In the text on Irish psychiatric hospitals below, copy the passage starting at "So where does" up to and including "got it right?", word for word.

Document extract:
============

Diagnostic practices also changed during the 1800s and 1900s, as did the demographic structure of Irish society: The mentally ill lived longer, thus producing an increase in the numbers of mentally ill, but not an increase in incidence of new cases. Poverty fuelled many admissions.

Other factors included increased recognition of the mentally ill in communities, changes in professional and public attitudes to mental illness and intellectual disability and the search for prestige among doctors and nurses in the new fields of asylum medicine and psychiatry, especially when pay was linked with asylum size.

Taken together, these factors fuelled the growth of an asylum system that soon became far too large, grossly unhygienic, profoundly anti-therapeutic and deeply stigmatising for patients, families and staff. By the late 1950s, as inpatient numbers reached 20,063, the situation was unsustainable and indefensible. It was only in the late 1960s and 1970s that inpatient numbers finally began to decline. Broader social change provided a key backdrop to this development, including Ireland joining the EEC in 1973 and the generally increased emphasis on human rights across Europe and Ireland during the 1980s and 1990s.

So where does this leave us today? Are Irish psychiatric services still too focussed on inpatient care, has the diminution in bed numbers gone too far, or have we finally got it right?

The Health Research Board (HRB) records that there were 17,290 admissions to Irish psychiatric units and hospitals in 2016, yielding a rate of 376.8 admissions per 100,000 population per year. This is a decrease since 2015 and the numbers have been in more-or-less steady decline since 1986. The HRB also reports that there were 2,278 patients in Irish psychiatric units and hospitals on 31 December 2016. This is a slight decrease of 59 patients compared to 2015 and a very substantial 89 per cent reduction since 1963. So, these figures suggest that the era of the large mental hospital has finally ended in Ireland.

But how does Ireland compare internationally? The HRB reports that Ireland’s rate of involuntary admission in 2016 was 48.4 involuntary admissions per 100,000 population per year and this has been relatively steady in recent years. In England, the rate of involuntary admission in 2015/2016 was 120 involuntary admissions per 100,000 population per year, an increase of nine per cent since 2014/2015 and an increase of almost half (47 per cent) over the preceding decade. That is more than double the rate of involuntary admission in Ireland, meaning that Ireland now has a relatively low rate of involuntary admission compared to England.

============

Study material:
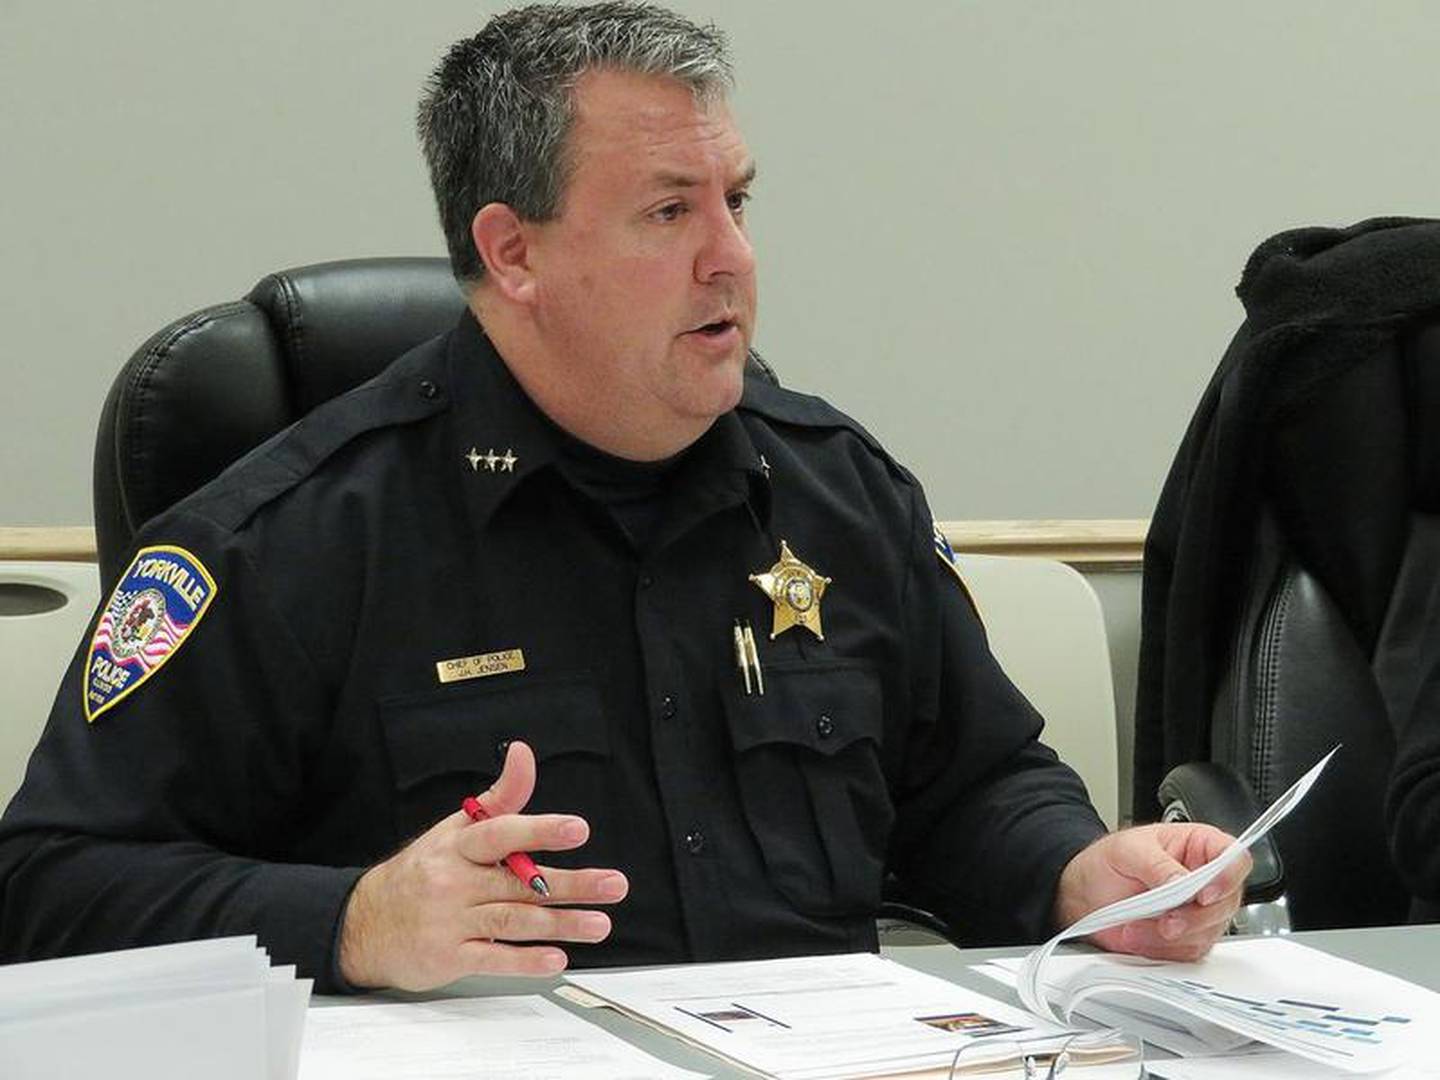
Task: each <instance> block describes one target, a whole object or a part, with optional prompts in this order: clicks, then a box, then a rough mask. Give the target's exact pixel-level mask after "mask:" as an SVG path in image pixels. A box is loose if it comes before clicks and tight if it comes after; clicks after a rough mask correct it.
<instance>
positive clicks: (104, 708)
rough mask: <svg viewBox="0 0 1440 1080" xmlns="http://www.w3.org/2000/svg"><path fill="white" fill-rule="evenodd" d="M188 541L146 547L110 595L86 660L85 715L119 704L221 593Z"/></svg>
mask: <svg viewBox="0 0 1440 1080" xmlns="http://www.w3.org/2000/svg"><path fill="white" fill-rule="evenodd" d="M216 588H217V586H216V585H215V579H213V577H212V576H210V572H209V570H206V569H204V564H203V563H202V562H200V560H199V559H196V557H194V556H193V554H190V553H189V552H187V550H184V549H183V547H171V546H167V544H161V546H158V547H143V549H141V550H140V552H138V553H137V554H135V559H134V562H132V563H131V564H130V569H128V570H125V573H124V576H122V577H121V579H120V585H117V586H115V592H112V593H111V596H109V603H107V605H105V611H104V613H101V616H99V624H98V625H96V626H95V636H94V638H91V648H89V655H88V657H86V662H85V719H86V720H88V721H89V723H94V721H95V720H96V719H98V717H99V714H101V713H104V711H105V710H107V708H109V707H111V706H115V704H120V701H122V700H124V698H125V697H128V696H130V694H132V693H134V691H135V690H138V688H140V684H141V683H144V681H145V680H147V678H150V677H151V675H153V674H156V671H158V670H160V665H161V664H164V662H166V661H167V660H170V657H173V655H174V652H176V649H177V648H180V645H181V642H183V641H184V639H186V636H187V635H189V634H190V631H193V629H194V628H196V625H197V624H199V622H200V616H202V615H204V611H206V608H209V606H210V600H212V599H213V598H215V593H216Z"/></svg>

============

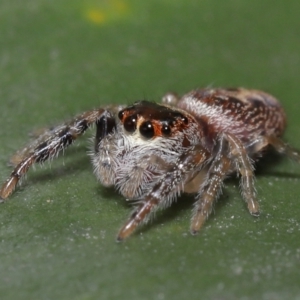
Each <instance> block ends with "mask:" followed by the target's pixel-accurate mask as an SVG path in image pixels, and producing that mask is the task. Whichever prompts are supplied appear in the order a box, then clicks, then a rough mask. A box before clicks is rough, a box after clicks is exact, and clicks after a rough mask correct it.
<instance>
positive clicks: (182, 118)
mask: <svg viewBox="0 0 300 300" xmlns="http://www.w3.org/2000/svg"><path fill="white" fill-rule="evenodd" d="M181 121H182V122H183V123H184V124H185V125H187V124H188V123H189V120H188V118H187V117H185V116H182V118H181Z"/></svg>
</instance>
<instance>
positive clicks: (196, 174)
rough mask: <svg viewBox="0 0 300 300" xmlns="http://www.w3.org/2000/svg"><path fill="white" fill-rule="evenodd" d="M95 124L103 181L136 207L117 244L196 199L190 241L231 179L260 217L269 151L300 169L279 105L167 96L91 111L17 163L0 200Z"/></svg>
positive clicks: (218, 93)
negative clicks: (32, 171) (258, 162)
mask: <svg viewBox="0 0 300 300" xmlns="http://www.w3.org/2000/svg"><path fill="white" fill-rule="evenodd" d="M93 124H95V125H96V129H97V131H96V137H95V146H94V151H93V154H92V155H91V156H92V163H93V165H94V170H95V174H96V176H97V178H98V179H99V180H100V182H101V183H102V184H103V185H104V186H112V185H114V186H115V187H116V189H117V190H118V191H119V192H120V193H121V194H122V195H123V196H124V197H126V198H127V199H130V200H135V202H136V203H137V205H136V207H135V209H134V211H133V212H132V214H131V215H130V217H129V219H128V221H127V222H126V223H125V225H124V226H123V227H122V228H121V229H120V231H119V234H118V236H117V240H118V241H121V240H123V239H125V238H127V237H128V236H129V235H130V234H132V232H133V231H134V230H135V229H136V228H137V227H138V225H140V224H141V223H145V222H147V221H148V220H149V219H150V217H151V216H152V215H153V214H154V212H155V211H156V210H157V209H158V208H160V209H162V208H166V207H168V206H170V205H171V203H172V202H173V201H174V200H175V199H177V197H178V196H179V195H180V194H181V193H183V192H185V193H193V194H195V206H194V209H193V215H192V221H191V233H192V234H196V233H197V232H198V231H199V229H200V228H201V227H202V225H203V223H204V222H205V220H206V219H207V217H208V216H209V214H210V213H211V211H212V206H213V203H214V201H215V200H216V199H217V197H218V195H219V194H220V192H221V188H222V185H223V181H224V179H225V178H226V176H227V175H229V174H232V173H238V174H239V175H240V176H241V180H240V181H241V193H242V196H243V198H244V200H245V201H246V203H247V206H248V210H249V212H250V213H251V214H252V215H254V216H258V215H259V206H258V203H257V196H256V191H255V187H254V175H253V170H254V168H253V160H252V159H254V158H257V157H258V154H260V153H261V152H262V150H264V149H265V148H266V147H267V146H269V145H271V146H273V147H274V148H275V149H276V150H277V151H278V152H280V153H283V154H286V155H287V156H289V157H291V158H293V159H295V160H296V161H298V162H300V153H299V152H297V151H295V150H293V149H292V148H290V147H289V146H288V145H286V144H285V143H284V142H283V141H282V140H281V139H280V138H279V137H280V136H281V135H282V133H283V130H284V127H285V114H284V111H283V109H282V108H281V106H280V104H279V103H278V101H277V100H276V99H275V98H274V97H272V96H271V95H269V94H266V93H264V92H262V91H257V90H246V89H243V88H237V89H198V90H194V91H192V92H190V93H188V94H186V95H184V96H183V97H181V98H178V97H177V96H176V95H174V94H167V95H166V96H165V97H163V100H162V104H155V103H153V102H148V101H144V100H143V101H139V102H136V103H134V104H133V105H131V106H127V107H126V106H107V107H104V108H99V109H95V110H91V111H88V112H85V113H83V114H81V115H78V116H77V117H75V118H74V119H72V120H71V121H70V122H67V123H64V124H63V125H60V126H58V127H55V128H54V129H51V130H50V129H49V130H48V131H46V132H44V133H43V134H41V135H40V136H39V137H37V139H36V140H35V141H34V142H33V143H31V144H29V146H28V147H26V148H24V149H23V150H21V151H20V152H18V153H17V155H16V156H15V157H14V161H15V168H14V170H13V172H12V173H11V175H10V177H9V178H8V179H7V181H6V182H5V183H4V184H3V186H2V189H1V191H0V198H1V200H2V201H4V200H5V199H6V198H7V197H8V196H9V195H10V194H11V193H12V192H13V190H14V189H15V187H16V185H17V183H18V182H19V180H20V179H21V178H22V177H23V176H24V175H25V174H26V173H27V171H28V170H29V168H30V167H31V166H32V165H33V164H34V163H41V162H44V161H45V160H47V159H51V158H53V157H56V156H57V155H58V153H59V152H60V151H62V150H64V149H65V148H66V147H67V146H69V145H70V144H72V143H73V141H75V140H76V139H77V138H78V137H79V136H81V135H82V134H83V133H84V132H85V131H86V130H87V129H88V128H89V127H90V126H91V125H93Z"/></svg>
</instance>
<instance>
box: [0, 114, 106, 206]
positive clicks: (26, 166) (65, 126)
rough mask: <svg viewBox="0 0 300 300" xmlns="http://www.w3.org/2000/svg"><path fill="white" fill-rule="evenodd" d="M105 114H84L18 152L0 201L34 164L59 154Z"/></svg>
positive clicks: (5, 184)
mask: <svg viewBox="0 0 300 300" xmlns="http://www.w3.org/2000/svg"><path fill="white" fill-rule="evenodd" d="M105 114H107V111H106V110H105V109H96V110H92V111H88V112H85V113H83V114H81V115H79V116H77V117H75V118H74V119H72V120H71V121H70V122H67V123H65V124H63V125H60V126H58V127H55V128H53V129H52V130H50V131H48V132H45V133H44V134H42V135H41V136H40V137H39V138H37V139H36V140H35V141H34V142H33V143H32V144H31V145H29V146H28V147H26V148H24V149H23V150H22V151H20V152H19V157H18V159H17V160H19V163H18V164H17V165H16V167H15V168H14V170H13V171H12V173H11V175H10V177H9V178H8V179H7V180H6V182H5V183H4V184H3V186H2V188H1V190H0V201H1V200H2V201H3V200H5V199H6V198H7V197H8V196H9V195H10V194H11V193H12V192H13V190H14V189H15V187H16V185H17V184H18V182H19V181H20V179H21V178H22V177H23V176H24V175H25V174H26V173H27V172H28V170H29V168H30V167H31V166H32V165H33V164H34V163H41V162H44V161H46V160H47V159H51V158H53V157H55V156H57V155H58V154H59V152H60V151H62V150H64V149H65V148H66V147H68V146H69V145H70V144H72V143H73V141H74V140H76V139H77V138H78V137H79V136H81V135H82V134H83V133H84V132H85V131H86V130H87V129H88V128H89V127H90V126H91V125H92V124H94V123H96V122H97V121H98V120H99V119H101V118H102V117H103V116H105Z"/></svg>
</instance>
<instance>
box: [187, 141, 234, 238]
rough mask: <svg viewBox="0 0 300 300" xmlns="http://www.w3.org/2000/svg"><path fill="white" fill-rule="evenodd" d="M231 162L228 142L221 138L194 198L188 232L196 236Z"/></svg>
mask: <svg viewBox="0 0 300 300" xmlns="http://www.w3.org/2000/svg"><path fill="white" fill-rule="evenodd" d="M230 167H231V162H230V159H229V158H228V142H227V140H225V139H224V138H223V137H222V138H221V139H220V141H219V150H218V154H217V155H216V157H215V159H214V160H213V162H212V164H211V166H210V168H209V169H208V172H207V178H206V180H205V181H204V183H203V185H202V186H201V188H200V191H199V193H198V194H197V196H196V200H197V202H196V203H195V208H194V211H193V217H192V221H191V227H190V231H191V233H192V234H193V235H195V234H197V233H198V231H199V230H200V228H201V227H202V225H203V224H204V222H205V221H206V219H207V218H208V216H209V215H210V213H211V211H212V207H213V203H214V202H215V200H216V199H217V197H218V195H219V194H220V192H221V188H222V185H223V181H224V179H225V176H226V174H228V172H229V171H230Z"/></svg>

============

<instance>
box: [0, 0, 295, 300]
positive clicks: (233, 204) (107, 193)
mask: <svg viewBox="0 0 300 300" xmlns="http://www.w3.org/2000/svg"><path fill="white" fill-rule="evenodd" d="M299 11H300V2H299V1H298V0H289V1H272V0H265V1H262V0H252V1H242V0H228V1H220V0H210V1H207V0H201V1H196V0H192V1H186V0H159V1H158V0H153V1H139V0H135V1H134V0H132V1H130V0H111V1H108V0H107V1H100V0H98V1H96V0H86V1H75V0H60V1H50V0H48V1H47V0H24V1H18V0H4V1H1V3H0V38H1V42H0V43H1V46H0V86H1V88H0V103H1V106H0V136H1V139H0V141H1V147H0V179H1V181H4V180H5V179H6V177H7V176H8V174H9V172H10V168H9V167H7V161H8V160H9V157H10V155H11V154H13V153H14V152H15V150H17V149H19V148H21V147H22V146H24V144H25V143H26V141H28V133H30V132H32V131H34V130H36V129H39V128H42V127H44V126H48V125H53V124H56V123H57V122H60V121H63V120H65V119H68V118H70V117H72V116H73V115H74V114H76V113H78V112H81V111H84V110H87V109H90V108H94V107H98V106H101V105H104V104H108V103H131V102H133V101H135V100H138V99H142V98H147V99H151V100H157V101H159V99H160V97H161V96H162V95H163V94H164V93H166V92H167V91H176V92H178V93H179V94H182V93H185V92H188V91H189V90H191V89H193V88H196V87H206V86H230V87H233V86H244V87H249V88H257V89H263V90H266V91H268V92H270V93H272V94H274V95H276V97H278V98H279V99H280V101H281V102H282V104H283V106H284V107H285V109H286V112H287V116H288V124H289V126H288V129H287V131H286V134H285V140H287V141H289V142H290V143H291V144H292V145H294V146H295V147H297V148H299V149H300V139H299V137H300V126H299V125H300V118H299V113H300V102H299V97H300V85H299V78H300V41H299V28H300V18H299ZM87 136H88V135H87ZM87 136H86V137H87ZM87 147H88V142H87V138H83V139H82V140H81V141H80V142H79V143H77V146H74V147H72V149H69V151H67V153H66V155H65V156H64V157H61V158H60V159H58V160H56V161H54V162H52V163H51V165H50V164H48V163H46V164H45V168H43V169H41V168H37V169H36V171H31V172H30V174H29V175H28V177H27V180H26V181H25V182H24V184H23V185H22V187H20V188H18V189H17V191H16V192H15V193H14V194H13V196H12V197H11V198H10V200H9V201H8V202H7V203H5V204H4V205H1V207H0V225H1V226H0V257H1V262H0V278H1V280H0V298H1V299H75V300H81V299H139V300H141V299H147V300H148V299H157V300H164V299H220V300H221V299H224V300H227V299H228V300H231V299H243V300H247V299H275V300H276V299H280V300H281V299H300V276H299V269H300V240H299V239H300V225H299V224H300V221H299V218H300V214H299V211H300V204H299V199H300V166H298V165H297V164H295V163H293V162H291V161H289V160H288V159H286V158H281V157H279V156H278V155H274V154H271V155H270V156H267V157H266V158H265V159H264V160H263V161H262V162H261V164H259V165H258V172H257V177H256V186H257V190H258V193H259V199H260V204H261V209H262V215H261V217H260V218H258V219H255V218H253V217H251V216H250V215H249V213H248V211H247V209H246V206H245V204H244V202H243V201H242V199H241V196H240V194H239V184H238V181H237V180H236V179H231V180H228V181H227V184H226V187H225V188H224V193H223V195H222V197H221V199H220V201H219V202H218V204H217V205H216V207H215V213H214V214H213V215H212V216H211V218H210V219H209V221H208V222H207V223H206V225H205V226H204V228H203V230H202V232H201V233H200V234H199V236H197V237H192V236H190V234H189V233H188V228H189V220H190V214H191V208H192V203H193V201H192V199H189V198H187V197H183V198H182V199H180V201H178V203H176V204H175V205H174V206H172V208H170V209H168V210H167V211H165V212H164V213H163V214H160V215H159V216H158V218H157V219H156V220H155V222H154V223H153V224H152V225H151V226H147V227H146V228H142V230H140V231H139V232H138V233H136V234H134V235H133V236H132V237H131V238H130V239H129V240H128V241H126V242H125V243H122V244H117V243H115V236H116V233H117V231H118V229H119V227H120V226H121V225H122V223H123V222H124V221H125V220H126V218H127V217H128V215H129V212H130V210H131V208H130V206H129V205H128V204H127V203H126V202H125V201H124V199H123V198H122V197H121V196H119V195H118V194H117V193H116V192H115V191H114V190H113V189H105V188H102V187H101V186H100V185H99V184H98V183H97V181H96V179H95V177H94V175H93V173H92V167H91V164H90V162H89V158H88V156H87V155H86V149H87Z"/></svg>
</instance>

============

Task result:
So where does this leave us today? Are Irish psychiatric services still too focussed on inpatient care, has the diminution in bed numbers gone too far, or have we finally got it right?